Aaron M. Cohen and William R. Hersh. 2005. A Survey of Current Work in Biomedical Text Mining. Briefings in Bioinformatics. Vol 6. No 1. 57-71.

Online version

oxfordjournals

Summary

This is a survey paper about biomedical text mining in 2005.

  • Named entity recognition
    • Problems
      • No complete dictionary for most types of biological named entities
      • ambiguous words and phrases
      • multi names
    • approaches are mainly categorized into three below
      • lexicon based
      • rule based
      • statistically based
    • performance
      • overall, the performance of gene and protein NER systems is F-scores between 75 and 85 percent.
  • Text classification


  • Synonym and abbreviation extraction
    • Synonym
      • use dictionary
      • automatic extraction of gene name synonyms from biomedical free text
      • SVM classifier-based
      • pattern-based
    • abbreviation
      • either the full form or the abbreviation is often enclosed in parentheses.

[Entries taken from a collection]
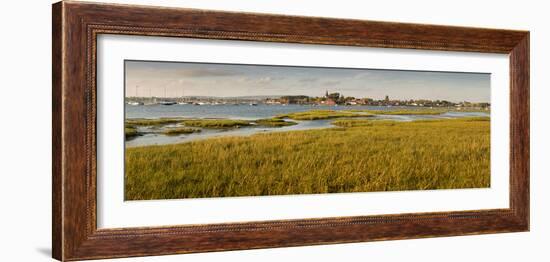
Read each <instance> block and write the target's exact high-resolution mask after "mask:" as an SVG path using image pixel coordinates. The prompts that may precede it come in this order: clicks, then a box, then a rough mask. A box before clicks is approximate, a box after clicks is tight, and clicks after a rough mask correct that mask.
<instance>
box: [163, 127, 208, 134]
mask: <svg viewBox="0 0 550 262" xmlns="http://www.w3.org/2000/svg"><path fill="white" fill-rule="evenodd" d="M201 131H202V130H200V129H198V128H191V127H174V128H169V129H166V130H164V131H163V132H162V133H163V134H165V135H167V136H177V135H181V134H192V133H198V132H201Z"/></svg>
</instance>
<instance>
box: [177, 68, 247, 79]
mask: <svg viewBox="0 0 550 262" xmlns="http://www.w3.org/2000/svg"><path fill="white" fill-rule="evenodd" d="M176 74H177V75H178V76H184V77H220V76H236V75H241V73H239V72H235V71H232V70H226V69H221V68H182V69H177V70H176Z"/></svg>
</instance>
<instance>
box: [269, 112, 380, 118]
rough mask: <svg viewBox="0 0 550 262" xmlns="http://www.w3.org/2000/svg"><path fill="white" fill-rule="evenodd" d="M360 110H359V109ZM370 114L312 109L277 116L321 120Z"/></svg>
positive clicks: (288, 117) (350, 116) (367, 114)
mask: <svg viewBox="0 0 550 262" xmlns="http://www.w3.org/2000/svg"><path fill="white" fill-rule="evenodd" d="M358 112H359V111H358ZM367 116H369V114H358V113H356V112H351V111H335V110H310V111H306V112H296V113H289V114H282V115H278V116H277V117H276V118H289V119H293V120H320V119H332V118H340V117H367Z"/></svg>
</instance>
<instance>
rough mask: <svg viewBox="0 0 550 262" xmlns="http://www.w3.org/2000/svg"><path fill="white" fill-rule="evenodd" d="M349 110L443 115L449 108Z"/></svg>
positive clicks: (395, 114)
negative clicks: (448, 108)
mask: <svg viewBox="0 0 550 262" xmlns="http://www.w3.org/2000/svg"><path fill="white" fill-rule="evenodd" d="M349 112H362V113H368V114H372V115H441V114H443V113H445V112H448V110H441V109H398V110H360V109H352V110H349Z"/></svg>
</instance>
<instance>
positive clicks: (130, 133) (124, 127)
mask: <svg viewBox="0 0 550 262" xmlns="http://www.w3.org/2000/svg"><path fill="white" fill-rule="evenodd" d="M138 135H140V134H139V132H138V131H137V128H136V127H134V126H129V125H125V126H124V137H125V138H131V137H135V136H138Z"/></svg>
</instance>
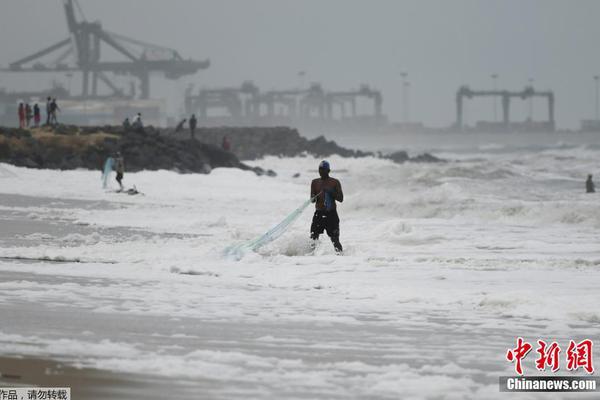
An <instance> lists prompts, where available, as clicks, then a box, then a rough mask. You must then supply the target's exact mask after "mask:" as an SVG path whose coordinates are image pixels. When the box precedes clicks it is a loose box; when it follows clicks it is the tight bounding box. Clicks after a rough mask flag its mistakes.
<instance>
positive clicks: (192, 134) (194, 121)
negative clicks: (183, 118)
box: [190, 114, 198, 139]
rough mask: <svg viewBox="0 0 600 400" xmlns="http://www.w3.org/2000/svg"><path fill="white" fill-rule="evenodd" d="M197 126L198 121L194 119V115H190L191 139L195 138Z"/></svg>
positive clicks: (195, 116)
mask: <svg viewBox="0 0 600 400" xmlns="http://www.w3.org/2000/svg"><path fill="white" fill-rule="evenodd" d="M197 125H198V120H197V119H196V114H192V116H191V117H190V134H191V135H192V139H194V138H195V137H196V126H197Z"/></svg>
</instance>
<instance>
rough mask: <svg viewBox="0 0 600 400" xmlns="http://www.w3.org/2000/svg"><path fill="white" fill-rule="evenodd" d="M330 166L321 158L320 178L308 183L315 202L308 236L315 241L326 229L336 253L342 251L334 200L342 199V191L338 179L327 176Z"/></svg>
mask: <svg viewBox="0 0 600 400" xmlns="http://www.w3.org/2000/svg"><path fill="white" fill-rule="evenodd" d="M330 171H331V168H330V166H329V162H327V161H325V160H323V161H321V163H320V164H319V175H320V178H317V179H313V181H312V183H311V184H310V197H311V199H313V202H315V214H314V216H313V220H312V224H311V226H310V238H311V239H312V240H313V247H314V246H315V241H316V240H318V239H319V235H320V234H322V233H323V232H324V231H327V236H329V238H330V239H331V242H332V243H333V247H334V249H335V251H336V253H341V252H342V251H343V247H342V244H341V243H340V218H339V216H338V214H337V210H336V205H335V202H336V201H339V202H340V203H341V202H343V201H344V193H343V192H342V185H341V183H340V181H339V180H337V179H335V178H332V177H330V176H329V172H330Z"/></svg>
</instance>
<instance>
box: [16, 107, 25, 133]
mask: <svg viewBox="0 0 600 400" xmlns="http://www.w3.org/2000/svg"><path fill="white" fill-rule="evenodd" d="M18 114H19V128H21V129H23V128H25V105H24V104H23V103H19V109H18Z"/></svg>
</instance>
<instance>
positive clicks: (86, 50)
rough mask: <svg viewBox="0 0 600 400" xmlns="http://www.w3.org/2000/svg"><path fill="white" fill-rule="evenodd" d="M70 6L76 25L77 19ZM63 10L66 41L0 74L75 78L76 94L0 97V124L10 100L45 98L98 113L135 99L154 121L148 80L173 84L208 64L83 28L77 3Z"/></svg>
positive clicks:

* _QUESTIONS TO ANSWER_
A) From the summary of the biomedical text mining survey, transcribe the part between "Aaron M. Cohen" and "mining in 2005.", inclusive.
B) According to the biomedical text mining summary, what overall F-score range do gene and protein named entity recognition systems reach?
C) Resume the biomedical text mining summary after its last line.

* _RESULTS BY TASK_
A)
Aaron M. Cohen and William R. Hersh. 2005. A Survey of Current Work in Biomedical Text Mining. Briefings in Bioinformatics. Vol 6. No 1. 57-71.

Online version

oxfordjournals

Summary

This is a survey paper about biomedical text mining in 2005.

B) Between 75 and 85 percent.

C)
      • a variety of alignment and scoring methods
  • Relationship extraction
    • detect occurrences of a prespecified type of relationship between a pair of entities of given types
    • manually generated template-based methods
    • automatic template methods
    • statistical methods
    • NLP-based methods

mostly are about the relationships between genes and proteins

  • Hypothesis generation
    • uncover relationships that are not present in the text but instead are inferred by the presence of other more explicit relationships. uncover previously unrecognized relationships
  • Integration frameworks
    • integrated text-mining frameworks
    • still in the research and development phrase.
  • The authors' suggestions
    • Access to full text is required
    • Additional analytical methods with possible features are required for a particular application
    • Researchers should consider actual users' needs. The performance of a system with certain metrics does not guarantee users' satisfaction.